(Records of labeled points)
────────────────────

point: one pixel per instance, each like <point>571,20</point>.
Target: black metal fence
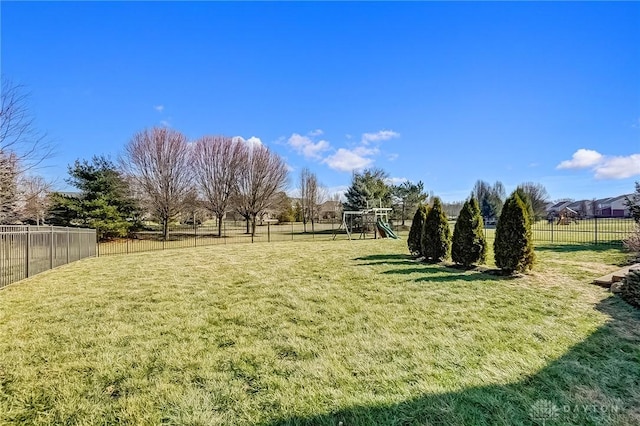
<point>29,250</point>
<point>230,233</point>
<point>609,231</point>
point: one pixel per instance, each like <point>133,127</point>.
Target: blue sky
<point>446,93</point>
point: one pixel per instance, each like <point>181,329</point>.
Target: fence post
<point>51,250</point>
<point>68,244</point>
<point>27,250</point>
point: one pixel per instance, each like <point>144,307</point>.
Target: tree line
<point>430,236</point>
<point>163,174</point>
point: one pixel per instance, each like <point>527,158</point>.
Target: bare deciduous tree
<point>316,195</point>
<point>158,160</point>
<point>304,208</point>
<point>261,175</point>
<point>312,194</point>
<point>8,187</point>
<point>34,198</point>
<point>22,146</point>
<point>216,160</point>
<point>539,198</point>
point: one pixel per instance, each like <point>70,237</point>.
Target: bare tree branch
<point>261,175</point>
<point>216,160</point>
<point>158,161</point>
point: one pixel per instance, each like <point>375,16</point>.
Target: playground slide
<point>385,230</point>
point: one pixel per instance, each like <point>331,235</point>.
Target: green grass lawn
<point>318,333</point>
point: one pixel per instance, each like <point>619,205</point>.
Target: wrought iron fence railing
<point>27,250</point>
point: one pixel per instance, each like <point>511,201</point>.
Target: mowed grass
<point>308,333</point>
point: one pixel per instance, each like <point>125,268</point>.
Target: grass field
<point>304,333</point>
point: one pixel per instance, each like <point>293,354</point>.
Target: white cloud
<point>396,181</point>
<point>346,160</point>
<point>619,167</point>
<point>581,159</point>
<point>339,191</point>
<point>382,135</point>
<point>364,151</point>
<point>604,167</point>
<point>252,141</point>
<point>305,146</point>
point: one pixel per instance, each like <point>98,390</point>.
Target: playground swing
<point>371,218</point>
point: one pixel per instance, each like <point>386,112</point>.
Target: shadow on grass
<point>385,257</point>
<point>572,248</point>
<point>596,382</point>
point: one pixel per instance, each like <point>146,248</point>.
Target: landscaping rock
<point>616,287</point>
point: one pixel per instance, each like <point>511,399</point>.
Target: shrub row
<point>430,236</point>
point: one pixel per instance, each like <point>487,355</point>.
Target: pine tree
<point>469,245</point>
<point>415,233</point>
<point>513,246</point>
<point>630,290</point>
<point>436,234</point>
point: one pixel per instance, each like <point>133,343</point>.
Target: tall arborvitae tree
<point>104,202</point>
<point>469,245</point>
<point>513,246</point>
<point>436,234</point>
<point>414,241</point>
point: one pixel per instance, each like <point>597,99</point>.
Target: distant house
<point>330,209</point>
<point>556,208</point>
<point>584,208</point>
<point>613,207</point>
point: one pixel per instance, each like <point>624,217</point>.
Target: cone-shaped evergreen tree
<point>436,234</point>
<point>469,245</point>
<point>513,246</point>
<point>415,233</point>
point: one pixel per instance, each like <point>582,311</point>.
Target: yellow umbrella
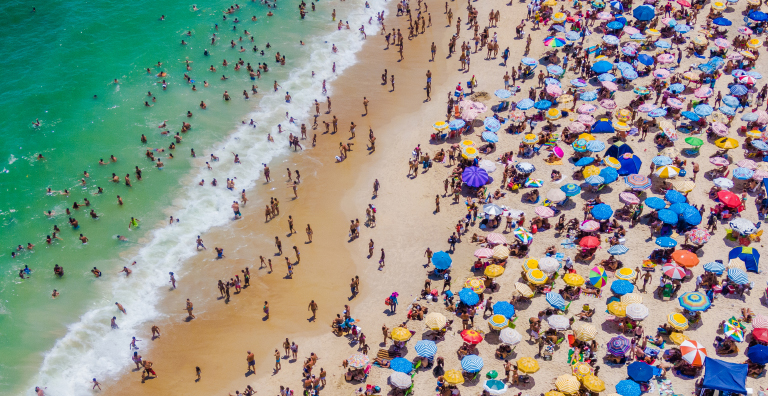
<point>573,279</point>
<point>494,271</point>
<point>435,320</point>
<point>400,334</point>
<point>590,170</point>
<point>678,338</point>
<point>727,143</point>
<point>618,308</point>
<point>528,365</point>
<point>524,290</point>
<point>684,186</point>
<point>453,377</point>
<point>593,383</point>
<point>500,252</point>
<point>567,383</point>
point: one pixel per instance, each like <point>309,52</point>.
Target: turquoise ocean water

────────────────────

_WORK TO DO_: Update all of the entries above by replacing "one pixel per instance" with "a single pixel for each instance" throughout, leaving everything else unchanged. Omit the pictures from your answer.

_WRITTEN REPLY_:
point: a single pixel for each instance, each like <point>571,20</point>.
Target: black metal fence
<point>29,250</point>
<point>230,233</point>
<point>609,231</point>
point: a single pixel for each instance, each like <point>133,127</point>.
Target: blue sky
<point>446,93</point>
point: a single pixel for each instance, each like <point>181,329</point>.
Target: fence post
<point>51,250</point>
<point>68,244</point>
<point>27,250</point>
point: a single pixel for each instance, each like <point>144,307</point>.
Target: tree line
<point>430,236</point>
<point>163,174</point>
point: a single pixel for each instance, each like <point>527,158</point>.
Target: bare deciduous tree
<point>316,195</point>
<point>158,160</point>
<point>304,208</point>
<point>261,175</point>
<point>312,194</point>
<point>8,187</point>
<point>34,198</point>
<point>22,146</point>
<point>216,160</point>
<point>539,198</point>
point: a single pixel for each instance, each like <point>70,237</point>.
Target: bare tree branch
<point>261,175</point>
<point>216,160</point>
<point>158,161</point>
point: a single pixel for each instance, each like <point>375,16</point>.
Target: playground slide
<point>385,230</point>
point: a single pixel for each instance, each like <point>331,235</point>.
Target: green grass lawn
<point>318,333</point>
point: a single pixel for each instance, each like <point>619,205</point>.
Target: wrought iron fence railing
<point>27,250</point>
point: a single pixel for each instance, each like <point>511,201</point>.
Target: mowed grass
<point>308,333</point>
point: a single pixel for each instance, each like <point>125,268</point>.
Target: grass field
<point>304,333</point>
point: a single pixel for each instance, each like <point>293,354</point>.
Target: white cloud
<point>396,181</point>
<point>346,160</point>
<point>619,167</point>
<point>581,159</point>
<point>339,191</point>
<point>382,135</point>
<point>364,151</point>
<point>604,167</point>
<point>252,141</point>
<point>305,146</point>
point: a single pixel for each instance, each like <point>98,390</point>.
Target: playground swing
<point>371,218</point>
point: a single pixel for each instance, each like <point>386,112</point>.
Target: shadow on grass
<point>385,257</point>
<point>572,248</point>
<point>596,382</point>
point: a single pixel for each instance, each like <point>146,248</point>.
Target: landscaping rock
<point>616,287</point>
point: a single pixel for each instance, each like <point>511,399</point>.
Target: shrub row
<point>430,236</point>
point: a single pixel for each instance, each like <point>487,355</point>.
Target: pine tree
<point>469,245</point>
<point>415,233</point>
<point>513,246</point>
<point>630,290</point>
<point>436,234</point>
point: a single pixel for each instance, each like <point>133,343</point>.
Target: tall arborvitae tree
<point>104,202</point>
<point>469,245</point>
<point>513,246</point>
<point>436,234</point>
<point>414,241</point>
point: a single pixel for each instance, each like <point>597,99</point>.
Target: distant house
<point>330,209</point>
<point>556,208</point>
<point>584,208</point>
<point>613,207</point>
point: a single pixel for each instance, each like <point>624,217</point>.
Target: cone-shaped evergreen tree
<point>436,234</point>
<point>469,245</point>
<point>513,246</point>
<point>415,233</point>
point: a single pixel for each instance, each like <point>582,311</point>.
Target: yellow umbrella
<point>573,279</point>
<point>494,271</point>
<point>435,320</point>
<point>400,334</point>
<point>590,170</point>
<point>678,338</point>
<point>727,143</point>
<point>618,308</point>
<point>528,365</point>
<point>524,290</point>
<point>684,186</point>
<point>453,377</point>
<point>593,383</point>
<point>500,252</point>
<point>567,383</point>
point: a single pixel for each instance, each like <point>309,52</point>.
Target: turquoise ocean water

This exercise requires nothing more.